■ Consigna 1 ■
Reproduce sin cambios el tramo de la reseña de «Caníbal» que arranca en las palabras "El argumento" y se detiene después de "son dos mujeres.".
■ Consigna 2 ■
Prosigue la reseña de «Caníbal» a partir de su última frase.

::: Texto proporcionado :::

El mayor
placer para un espectador es olvidarse de serlo. Trascender su condición de
testigo apoltronado en una butaca y sentirse implicado por lo que sucede en la
pantalla. La inmediatez de los estímulos visuales que recibimos es de tal
magnitud, que hemos perdido la paciencia para detenernos a observar y
preferimos que nos proporcionen el entretenimiento previamente masticado y
digerido. Por eso una película como "Caníbal" parece tan radical.
El argumento
podría haber dado lugar al enésimo psico-thriller
sobre un asesino en serie. En vez de eso, Manuel Martín Cuenca elabora un
retrato costumbrista en el que lo que se oculta cobra la misma importancia que
lo que se muestra. La novela de Humberto Arenal sirve como base para un guión
lleno de huecos que el espectador debe rellenar haciéndose copartícipe de la
trama. Esta opción narrativa otorga igual peso dramático a los terribles
asesinatos del protagonista que a sus actos cotidianos: trabajar en la
sastrería, revisar los papeles, visitar a su hermana... En suma, la vida
cotidiana de un monstruo. Pero como todas las historias son historias de amor,
llega el día en que se cruza con una mujer que, en realidad, son dos mujeres.
La dualidad entre las dos hermanas es semejante a la doble vida que debe llevar
el homicida si no quiere ser descubierto, es el vaso comunicante por el que
permanecen unidos. El contraste entre las interpretaciones de Antonio de la
Torre y Olimpia Melinte da sentido al film y permite que se cuele algo de aire
por sus fotogramas, aliviando el clima asfixiante. Ambos encarnan al verdugo y
a la víctima en esta particular versión del cuento de la bella y la bestia que
Martín Cuenca reinterpreta a través de su mirada. Una mirada cuya serenidad
esconde torrentes de drama.

::: Datos proporcionados :::

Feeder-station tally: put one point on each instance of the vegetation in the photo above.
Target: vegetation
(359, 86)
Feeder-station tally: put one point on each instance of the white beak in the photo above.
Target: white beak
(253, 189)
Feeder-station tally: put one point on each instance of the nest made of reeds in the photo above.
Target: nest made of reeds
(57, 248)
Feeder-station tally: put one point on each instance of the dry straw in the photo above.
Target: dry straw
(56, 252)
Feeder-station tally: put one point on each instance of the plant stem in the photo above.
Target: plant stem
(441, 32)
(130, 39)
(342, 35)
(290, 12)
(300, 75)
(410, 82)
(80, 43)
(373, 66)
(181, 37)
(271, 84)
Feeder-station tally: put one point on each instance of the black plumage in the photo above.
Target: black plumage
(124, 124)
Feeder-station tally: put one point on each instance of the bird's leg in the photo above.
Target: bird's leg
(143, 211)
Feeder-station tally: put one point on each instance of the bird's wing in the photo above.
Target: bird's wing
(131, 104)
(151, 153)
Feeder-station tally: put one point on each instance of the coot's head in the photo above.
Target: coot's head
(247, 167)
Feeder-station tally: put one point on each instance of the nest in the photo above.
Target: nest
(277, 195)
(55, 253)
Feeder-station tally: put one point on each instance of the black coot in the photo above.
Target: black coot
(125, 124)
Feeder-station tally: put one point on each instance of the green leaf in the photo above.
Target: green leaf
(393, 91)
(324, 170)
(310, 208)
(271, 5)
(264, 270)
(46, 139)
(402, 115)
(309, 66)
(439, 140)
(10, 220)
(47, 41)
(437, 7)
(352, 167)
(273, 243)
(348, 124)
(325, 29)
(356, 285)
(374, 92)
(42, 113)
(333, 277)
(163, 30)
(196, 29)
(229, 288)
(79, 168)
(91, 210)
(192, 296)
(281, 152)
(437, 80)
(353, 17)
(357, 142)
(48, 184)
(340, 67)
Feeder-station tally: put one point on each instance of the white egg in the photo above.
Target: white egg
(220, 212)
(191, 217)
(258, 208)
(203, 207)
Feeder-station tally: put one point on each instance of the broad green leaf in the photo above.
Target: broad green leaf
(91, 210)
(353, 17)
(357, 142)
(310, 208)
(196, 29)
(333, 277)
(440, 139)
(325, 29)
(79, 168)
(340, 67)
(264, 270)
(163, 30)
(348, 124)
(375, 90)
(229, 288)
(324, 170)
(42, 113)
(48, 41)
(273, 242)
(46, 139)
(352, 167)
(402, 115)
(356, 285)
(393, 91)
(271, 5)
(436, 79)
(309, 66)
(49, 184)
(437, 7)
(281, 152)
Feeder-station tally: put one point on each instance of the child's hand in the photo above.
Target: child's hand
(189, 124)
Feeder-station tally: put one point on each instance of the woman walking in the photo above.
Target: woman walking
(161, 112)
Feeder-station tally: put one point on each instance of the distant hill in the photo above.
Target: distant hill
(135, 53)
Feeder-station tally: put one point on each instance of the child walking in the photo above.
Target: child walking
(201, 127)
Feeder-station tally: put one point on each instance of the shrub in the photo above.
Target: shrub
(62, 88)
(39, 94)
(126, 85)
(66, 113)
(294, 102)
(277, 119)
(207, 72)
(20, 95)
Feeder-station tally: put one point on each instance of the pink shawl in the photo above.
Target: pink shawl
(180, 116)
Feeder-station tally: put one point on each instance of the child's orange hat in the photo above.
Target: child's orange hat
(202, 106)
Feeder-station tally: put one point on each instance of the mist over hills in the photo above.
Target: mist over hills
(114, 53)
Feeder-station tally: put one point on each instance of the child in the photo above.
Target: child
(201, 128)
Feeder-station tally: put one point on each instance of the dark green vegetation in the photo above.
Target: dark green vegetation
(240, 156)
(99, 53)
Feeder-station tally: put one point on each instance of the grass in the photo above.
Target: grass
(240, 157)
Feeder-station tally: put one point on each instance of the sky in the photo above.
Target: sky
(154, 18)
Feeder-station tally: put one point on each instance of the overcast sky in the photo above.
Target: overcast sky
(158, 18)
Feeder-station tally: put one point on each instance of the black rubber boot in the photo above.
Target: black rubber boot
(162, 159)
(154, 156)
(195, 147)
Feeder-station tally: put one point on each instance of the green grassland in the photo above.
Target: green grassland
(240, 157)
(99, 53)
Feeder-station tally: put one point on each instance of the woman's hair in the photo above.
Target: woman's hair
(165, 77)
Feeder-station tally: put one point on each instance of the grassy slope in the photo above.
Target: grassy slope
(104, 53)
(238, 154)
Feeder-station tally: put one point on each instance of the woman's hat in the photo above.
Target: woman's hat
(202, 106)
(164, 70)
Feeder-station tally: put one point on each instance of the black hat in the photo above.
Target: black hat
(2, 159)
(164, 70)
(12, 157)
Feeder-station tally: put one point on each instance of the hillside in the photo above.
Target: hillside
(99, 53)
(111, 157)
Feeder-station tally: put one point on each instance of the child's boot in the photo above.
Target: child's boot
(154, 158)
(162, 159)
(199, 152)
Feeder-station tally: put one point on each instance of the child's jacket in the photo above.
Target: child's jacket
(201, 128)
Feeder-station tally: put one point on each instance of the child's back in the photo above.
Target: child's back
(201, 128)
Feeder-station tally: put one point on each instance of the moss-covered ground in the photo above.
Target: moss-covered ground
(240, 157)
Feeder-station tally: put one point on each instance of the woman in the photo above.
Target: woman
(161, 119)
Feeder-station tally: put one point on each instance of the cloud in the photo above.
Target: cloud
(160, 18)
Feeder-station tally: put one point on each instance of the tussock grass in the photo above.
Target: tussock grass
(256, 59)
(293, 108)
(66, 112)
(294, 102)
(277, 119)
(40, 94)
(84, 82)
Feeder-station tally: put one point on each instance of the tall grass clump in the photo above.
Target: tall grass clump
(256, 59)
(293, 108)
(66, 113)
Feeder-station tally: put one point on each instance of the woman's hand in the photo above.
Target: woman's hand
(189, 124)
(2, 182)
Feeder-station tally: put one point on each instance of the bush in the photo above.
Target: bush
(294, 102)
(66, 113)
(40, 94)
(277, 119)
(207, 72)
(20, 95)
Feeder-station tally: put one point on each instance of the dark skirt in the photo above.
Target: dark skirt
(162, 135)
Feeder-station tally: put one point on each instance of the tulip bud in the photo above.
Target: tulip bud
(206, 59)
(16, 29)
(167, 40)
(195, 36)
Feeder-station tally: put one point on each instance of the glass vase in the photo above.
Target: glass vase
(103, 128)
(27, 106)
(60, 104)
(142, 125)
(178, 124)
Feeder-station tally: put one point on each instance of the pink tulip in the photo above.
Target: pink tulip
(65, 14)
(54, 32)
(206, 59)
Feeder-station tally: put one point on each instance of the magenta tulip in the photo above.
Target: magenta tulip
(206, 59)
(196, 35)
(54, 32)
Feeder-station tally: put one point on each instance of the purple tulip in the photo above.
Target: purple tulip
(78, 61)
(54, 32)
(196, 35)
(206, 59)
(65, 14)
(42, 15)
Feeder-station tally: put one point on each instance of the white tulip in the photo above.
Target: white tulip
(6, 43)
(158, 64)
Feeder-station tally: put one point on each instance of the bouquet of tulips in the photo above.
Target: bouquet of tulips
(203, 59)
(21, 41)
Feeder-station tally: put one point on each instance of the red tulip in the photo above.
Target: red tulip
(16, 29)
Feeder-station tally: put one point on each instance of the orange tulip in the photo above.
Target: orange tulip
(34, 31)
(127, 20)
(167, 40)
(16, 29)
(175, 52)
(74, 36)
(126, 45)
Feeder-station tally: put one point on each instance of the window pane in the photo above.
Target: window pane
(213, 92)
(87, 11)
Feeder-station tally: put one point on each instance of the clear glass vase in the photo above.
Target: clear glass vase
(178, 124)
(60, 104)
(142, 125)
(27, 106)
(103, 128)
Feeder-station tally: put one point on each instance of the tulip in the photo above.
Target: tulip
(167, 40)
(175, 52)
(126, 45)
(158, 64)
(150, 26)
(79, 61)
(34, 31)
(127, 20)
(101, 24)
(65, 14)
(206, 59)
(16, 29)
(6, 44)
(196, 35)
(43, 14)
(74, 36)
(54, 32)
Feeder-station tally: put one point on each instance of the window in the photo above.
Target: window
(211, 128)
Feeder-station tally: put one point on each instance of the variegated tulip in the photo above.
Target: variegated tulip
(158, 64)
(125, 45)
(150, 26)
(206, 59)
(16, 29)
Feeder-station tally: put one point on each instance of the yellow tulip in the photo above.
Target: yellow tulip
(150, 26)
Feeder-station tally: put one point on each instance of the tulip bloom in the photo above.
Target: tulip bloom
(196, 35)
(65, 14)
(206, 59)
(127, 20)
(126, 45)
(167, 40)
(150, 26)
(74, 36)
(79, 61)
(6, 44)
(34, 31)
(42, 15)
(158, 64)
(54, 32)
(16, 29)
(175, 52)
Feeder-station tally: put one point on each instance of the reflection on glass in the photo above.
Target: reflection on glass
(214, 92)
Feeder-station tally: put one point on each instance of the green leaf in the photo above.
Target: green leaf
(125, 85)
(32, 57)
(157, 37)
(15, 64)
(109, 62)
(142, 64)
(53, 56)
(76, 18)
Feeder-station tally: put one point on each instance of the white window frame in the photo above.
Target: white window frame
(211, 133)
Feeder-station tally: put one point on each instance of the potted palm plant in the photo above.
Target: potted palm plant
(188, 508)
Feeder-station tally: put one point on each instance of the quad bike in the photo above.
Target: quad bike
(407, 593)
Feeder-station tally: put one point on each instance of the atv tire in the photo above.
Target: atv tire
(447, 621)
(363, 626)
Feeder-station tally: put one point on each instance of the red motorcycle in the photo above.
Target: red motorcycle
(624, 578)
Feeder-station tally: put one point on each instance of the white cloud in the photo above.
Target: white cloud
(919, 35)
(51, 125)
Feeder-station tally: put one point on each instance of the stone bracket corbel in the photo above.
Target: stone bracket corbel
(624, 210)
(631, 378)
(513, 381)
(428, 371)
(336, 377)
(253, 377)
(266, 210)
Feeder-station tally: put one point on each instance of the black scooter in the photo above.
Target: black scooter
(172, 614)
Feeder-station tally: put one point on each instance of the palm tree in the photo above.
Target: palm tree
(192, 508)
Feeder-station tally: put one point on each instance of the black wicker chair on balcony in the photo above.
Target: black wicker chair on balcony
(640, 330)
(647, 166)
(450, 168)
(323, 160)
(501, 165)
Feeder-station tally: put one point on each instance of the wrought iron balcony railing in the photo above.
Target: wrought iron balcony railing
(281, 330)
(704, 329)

:::

■ Respuesta 1 ■
El argumento
podría haber dado lugar al enésimo psico-thriller
sobre un asesino en serie. En vez de eso, Manuel Martín Cuenca elabora un
retrato costumbrista en el que lo que se oculta cobra la misma importancia que
lo que se muestra. La novela de Humberto Arenal sirve como base para un guión
lleno de huecos que el espectador debe rellenar haciéndose copartícipe de la
trama. Esta opción narrativa otorga igual peso dramático a los terribles
asesinatos del protagonista que a sus actos cotidianos: trabajar en la
sastrería, revisar los papeles, visitar a su hermana... En suma, la vida
cotidiana de un monstruo. Pero como todas las historias son historias de amor,
llega el día en que se cruza con una mujer que, en realidad, son dos mujeres.

■ Respuesta 2 ■
Como ya
hiciera Jaime Rosales en "Las horas del día", Martín Cuenca despoja
el relato del asesino de concesiones y golpes de efecto, haciendo de la
película un producto no apto para espectadores impacientes. El manejo de las
elipsis y de los silencios, la quietud como herramienta para contener el drama
es empleada por el director con el fin de alcanzar el trance tranquilo que vive
el protagonista en medio del horror. A ello contribuye la magnífica labor de
los actores y la factura técnica de la película, realmente admirable en su
sencillez y en su frialdad casi quirúrgica. La austeridad narrativa y el punto
de vista siempre distante emparentan a Martín Cuenca con otro director experto
en terrores cotidianos, Michael Haneke, cuyo cine tiende puentes de
comunicación con "Caníbal". Pero si a alguien se parece Martín Cuenca
es a sí mismo: en su anterior largometraje, "La mitad de Óscar", la
naturaleza era percibida como un entorno de tensión y de encuentro, donde los
conflictos derivaban en fatalidad. Esta idea persiste en "Caníbal" y
se refuerza con el ideal romántico del paisaje como escenario para la muerte.
Una carretera en mitad del campo, una playa o una montaña nevada son lugares
donde el asesino puede saciar su hambre de víctimas. A partir de ahí, todo
entraña peligro.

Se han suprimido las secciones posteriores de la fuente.